- _Assignment_
Please show all lines of the records that include "wall".

Natural-language object grounding data
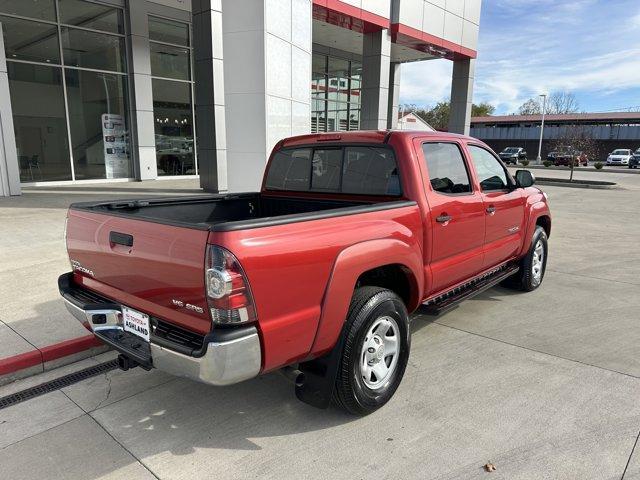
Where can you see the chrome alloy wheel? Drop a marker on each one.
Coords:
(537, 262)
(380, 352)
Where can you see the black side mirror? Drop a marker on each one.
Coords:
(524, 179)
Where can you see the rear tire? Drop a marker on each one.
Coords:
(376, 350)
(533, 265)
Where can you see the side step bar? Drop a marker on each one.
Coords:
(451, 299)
---
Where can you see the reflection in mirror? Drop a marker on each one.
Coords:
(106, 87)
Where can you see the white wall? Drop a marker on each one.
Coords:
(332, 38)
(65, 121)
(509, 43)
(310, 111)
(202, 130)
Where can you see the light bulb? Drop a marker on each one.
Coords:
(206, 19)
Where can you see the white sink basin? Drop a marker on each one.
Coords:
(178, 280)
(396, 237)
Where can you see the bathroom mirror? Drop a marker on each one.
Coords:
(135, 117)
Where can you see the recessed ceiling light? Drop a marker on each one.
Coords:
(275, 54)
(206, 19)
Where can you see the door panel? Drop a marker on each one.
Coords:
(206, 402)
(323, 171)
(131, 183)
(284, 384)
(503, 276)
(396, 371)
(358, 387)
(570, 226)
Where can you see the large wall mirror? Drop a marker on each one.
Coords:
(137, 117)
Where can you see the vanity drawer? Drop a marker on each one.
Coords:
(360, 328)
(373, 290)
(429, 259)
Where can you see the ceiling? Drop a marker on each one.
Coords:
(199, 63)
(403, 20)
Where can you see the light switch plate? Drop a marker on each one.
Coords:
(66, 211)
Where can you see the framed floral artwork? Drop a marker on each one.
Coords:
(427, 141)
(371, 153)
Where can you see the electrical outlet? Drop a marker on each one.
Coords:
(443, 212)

- _Completed exercise_
Where can you see the white wall? Drop a marker on each one.
Where can you see the large wall mirror? Drop a marker on each one.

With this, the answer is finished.